### [THE EXERCISE]
Can you write out, unchanged, the lines of the rows below from the one containing "of the mown" through the final line of the rows, including both of those lines?

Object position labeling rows
::::
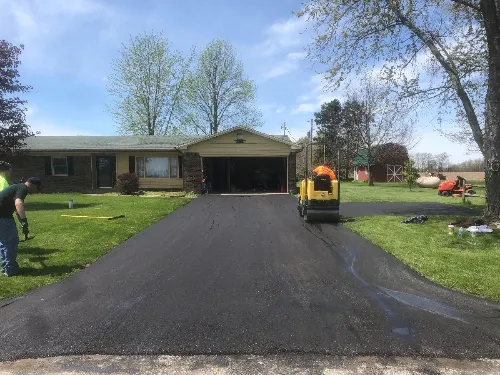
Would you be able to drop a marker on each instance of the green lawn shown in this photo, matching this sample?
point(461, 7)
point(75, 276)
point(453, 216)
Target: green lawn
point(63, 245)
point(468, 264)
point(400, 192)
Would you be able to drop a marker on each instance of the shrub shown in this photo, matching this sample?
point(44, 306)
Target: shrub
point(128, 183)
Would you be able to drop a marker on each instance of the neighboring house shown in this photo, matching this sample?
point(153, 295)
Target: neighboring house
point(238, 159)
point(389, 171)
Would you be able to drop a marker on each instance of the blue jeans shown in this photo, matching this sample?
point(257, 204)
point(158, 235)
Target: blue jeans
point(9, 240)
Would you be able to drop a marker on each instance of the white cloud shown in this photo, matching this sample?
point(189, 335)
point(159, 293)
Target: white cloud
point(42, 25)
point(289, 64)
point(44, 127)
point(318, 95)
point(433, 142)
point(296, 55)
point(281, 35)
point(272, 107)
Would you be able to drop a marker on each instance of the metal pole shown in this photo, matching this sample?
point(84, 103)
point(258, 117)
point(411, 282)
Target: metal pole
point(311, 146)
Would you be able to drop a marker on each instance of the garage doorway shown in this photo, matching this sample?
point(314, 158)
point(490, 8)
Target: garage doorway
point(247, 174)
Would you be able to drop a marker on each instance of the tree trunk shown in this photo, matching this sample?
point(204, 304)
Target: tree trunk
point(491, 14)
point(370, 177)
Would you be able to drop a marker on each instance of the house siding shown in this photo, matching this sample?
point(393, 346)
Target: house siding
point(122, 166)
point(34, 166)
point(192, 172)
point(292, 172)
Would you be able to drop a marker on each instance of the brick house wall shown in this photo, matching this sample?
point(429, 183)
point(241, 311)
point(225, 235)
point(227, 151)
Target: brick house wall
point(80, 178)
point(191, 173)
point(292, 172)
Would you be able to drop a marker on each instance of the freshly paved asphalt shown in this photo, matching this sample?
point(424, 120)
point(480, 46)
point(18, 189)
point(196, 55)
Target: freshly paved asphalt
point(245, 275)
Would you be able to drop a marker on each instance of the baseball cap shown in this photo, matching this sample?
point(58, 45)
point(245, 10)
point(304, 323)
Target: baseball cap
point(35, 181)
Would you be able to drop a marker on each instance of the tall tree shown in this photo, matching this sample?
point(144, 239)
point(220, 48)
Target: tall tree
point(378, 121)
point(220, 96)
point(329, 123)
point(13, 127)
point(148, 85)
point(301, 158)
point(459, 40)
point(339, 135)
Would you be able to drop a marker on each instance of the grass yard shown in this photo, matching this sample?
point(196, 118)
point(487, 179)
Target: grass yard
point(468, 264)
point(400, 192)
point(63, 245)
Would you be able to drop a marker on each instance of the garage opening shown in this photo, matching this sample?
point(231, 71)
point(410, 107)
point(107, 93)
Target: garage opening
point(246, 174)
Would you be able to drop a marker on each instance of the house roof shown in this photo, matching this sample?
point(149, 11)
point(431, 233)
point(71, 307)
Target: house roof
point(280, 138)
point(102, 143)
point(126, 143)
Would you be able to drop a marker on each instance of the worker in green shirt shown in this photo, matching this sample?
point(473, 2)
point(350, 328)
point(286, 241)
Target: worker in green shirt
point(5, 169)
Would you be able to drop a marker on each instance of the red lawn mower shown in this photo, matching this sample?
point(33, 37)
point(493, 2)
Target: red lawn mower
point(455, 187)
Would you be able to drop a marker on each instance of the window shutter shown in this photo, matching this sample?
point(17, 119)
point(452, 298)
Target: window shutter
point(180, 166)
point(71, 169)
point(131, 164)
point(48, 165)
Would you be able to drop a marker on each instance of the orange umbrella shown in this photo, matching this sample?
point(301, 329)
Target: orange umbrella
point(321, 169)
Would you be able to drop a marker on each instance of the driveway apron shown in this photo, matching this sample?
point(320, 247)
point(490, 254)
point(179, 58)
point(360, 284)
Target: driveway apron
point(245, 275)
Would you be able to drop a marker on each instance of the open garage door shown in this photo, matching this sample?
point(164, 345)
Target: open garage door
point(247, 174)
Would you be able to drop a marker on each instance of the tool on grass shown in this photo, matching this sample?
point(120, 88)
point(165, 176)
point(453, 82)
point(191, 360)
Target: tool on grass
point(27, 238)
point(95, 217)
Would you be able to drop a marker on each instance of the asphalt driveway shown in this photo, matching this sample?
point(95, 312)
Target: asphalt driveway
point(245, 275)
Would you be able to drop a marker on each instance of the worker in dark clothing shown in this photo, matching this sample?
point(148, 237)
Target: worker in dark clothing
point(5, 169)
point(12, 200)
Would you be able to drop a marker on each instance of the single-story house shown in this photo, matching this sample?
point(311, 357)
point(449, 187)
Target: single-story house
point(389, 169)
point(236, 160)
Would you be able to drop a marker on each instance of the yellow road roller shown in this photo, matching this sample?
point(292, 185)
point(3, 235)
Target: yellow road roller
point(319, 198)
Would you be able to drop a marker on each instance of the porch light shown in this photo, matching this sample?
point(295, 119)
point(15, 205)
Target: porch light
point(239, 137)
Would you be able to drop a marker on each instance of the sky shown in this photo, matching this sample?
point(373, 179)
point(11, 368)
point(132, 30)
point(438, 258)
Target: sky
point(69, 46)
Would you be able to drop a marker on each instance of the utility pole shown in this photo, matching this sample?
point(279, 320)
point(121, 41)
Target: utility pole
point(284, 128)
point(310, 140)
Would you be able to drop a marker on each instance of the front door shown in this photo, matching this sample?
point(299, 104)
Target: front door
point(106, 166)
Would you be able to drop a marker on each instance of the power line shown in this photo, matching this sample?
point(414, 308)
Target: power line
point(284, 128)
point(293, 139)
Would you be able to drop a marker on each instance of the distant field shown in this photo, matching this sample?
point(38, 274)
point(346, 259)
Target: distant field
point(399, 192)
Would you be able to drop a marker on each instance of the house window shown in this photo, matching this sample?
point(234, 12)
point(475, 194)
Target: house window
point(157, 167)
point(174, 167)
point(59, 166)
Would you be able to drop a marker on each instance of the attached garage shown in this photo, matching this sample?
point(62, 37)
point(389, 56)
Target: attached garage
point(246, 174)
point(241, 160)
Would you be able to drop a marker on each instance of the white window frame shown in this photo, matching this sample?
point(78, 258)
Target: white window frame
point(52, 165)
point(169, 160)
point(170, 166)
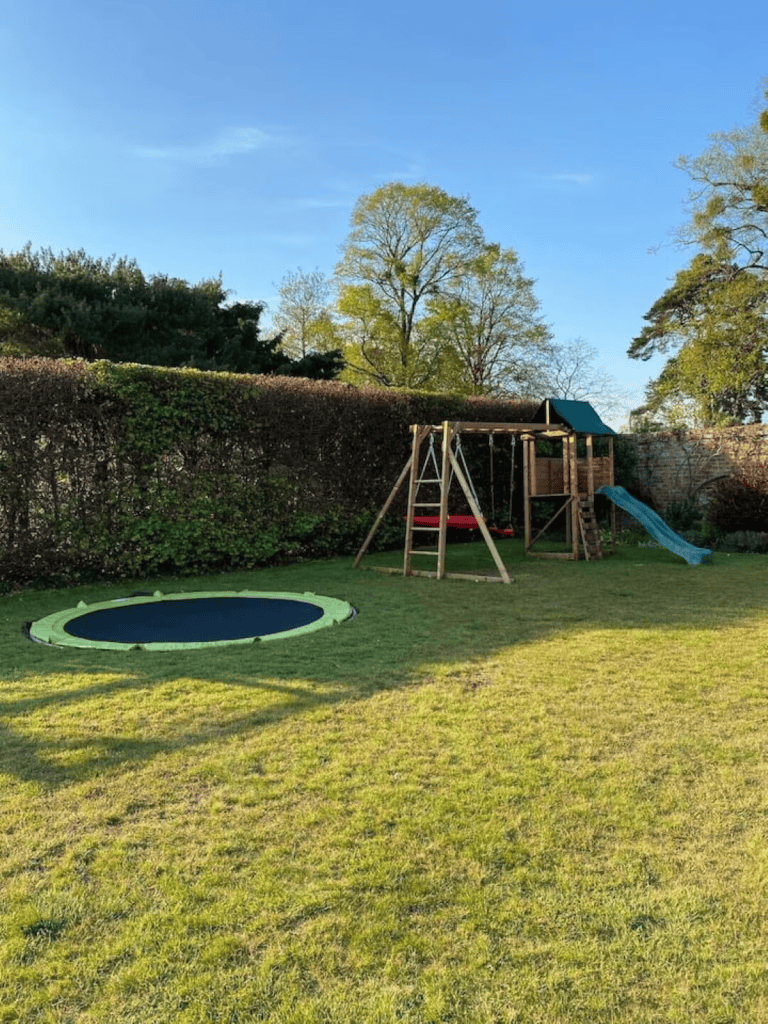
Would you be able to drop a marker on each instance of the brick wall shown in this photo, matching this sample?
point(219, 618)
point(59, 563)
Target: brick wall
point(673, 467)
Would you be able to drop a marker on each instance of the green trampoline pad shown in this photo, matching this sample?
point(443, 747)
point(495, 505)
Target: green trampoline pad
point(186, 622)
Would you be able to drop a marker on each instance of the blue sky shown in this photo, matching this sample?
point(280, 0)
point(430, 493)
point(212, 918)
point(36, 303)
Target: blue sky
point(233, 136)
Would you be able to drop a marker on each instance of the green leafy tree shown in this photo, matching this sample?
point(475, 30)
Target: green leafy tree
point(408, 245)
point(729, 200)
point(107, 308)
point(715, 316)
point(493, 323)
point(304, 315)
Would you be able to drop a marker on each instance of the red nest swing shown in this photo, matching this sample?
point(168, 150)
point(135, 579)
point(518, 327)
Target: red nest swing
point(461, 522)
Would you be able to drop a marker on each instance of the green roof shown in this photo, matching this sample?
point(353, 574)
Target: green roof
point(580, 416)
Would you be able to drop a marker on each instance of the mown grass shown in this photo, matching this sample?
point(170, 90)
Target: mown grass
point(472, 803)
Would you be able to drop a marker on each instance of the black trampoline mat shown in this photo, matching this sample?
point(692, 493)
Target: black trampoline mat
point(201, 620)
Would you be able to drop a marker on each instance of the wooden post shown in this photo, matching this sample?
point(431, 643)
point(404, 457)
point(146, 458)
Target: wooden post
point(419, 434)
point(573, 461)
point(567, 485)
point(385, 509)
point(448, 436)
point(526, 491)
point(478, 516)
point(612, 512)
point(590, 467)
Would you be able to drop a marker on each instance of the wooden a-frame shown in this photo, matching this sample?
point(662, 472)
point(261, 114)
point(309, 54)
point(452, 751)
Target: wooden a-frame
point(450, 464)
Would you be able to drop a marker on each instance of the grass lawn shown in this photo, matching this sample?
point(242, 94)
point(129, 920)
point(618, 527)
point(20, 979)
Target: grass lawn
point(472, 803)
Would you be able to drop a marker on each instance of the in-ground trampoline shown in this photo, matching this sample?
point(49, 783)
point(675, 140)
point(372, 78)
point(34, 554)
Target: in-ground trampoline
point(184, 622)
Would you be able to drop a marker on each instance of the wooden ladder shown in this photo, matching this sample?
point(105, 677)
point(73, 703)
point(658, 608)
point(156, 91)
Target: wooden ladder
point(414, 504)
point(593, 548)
::::
### [FINAL RESULT]
Would you be able to drop a marker on each instance of the mown grass shown in this photo, matching this sample?
point(170, 90)
Target: mown grass
point(472, 803)
Would you be able to drop a marker on each instance of the black trampoline mat shown in this photo, matching this sample?
point(692, 493)
Target: black trampoline mat
point(201, 620)
Would you be able to drop a marker on each instance of the wooden post shown in this photo, matching this sample?
point(431, 643)
point(404, 457)
point(146, 458)
Target: wooden post
point(419, 434)
point(573, 461)
point(567, 485)
point(385, 509)
point(448, 436)
point(526, 491)
point(478, 516)
point(612, 512)
point(590, 467)
Would you be able to drop a marker on each instance of the wooden a-frame shown in this photo, matching this sample?
point(662, 472)
point(261, 114)
point(309, 54)
point(452, 751)
Target: wooden a-frame
point(450, 464)
Would you be able to drop a marker on each instance of the grass lawn shown in this photo, matching this sample?
point(242, 94)
point(129, 920)
point(618, 527)
point(20, 979)
Target: grass lawn
point(472, 803)
Would you be able to drop a marker on each instance of the in-ground trampoline shown in this photo, matching this sample?
point(49, 783)
point(675, 140)
point(372, 78)
point(34, 554)
Target: in-ground trampoline
point(184, 622)
Would you be able to drop a marker on each instance of the wooden ladder shown in this photo, matching this sample?
point(105, 677)
point(73, 703)
point(658, 608)
point(156, 91)
Target: wooden ladder
point(414, 504)
point(593, 548)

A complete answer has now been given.